> MATERIAL PROVIDED
-*-*-

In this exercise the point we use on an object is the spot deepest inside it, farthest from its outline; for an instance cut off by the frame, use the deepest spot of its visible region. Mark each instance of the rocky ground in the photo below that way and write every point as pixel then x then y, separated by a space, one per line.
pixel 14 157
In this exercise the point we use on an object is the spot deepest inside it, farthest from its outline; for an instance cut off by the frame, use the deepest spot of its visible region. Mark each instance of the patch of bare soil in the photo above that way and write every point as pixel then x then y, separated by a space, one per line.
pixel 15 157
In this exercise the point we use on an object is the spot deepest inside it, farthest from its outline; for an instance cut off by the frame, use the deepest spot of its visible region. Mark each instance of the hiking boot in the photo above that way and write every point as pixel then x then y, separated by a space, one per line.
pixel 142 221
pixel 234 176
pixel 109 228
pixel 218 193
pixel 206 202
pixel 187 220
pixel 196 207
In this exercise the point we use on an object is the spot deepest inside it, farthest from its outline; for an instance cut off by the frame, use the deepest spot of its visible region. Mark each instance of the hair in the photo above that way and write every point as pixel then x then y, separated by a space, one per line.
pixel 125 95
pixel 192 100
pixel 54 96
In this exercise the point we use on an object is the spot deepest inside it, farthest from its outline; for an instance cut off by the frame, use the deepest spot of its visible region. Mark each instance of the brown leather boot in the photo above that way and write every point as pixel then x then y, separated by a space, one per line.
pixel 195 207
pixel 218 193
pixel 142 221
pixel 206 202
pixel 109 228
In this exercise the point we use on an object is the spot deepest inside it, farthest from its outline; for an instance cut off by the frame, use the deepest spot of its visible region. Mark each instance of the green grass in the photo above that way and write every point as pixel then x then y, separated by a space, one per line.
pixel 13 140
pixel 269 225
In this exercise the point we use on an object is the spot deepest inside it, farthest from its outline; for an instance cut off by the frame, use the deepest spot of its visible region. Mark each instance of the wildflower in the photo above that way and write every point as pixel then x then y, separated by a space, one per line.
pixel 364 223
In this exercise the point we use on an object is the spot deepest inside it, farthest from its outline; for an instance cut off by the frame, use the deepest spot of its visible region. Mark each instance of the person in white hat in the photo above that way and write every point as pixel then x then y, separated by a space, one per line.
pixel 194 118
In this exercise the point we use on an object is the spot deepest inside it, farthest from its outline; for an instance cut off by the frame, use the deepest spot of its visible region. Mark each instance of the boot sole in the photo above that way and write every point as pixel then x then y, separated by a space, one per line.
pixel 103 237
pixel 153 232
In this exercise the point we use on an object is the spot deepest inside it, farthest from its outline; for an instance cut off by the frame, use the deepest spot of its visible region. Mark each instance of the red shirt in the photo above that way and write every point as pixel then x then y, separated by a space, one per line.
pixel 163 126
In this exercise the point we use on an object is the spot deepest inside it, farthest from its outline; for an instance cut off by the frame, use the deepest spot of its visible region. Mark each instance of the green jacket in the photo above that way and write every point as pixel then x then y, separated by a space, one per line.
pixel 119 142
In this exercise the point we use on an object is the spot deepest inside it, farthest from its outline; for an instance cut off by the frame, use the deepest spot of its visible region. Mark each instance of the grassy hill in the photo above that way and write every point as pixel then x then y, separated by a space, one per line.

-*-*-

> TASK BRIEF
Your task is to repeat each line of the material exactly.

> YOUR SOLUTION
In this exercise the point we use on an object is the spot deepest inside it, farthest from its outline; for an instance cut off by the frame, use the deepest spot of its visible region. Mark each instance of the rocky ground in the photo below that way and write every point as pixel then x then y, separated by a space, one per line.
pixel 14 157
In this exercise the point we use on an object is the spot deepest inside it, farthest from its outline; for an instance cut off by the frame, use the deepest spot of its visible region. Mark each instance of the patch of bare soil in the photo above that way and write every point as pixel then x then y, separated by a space, one per line.
pixel 15 157
In this exercise the point we use on an object is the spot deepest inside it, farthest from its outline; for an instance cut off by the frame, use the deepest spot of its visible region. Mark each instance of the hiking boot in the photo above that way and write every point as pixel then x then y, separated by a space, one per line.
pixel 142 221
pixel 234 176
pixel 109 228
pixel 218 193
pixel 206 202
pixel 187 220
pixel 196 207
In this exercise the point we use on an object is the spot deepest inside it, farthest from its outline; for an instance cut off by the frame, use the deepest spot of its visible region. Mark each instance of the hair in the photo above that way and write every point as pixel then x then y, separated by a space, one per line.
pixel 125 95
pixel 192 100
pixel 54 96
In this exercise the point we use on an object is the spot deepest inside it, farthest from its outline; for an instance cut off by the frame, use the deepest spot of its visible region. Mark each instance of the brown leather boot in the photo above that way and write every point as pixel then x then y, separated by a space, one per line.
pixel 195 207
pixel 218 193
pixel 142 221
pixel 206 202
pixel 109 228
In this exercise the point we use on an object is the spot deepest inside it, farthest from its outline; for an instance cut off by the frame, use the deepest spot of its visible region. Mark each instance of the green grass in the photo above that way and write every point as pixel then x then y, separated by a space, one per line.
pixel 13 140
pixel 269 225
In this exercise the point we use on an object is the spot deepest inside it, farthest from its outline; for an instance cut off by the frame, use the deepest spot of its visible region. Mark each instance of the wildflower in the photo above that way and write every point as pixel then x then y, separated by a space, one per line.
pixel 364 223
In this exercise the point we use on an object is the spot deepest inside it, farthest from its outline; for an instance cut off by the frame, use the deepest spot of its visible region. Mark each instance of the person in white hat in the photo above that way and write every point as pixel then x then y, separated by a space, one per line.
pixel 194 118
In this exercise the point we use on an object is the spot deepest inside it, farthest from its outline; for an instance cut off by the frame, use the deepest spot of its visible region. Mark each instance of the boot sole in the photo above that way and write every point as pixel then x then y, separated by a space, one per line.
pixel 103 237
pixel 153 232
In this exercise the point we use on an object is the spot deepest inside it, farthest from its outline; for an instance cut off by the frame, use the deepest spot of its visible region. Mark each instance of the red shirt in the photo above that way and write every point as pixel then x then y, separated by a space, one per line.
pixel 163 126
In this exercise the point we use on an object is the spot deepest inside it, farthest from its outline; for an instance cut off by the frame, use the deepest spot of its visible region. Mark each instance of the green jacket in the photo above that way and write every point as pixel then x then y, separated by a space, one per line.
pixel 119 142
In this exercise the point we use on an object is the spot deepest inside it, farthest from its outline; for an instance cut off by the frame, use the deepest spot of its visible region. Mark each instance of the grassy hill in the photo above that way and write every point as pixel then x then y, separated by a space, one per line.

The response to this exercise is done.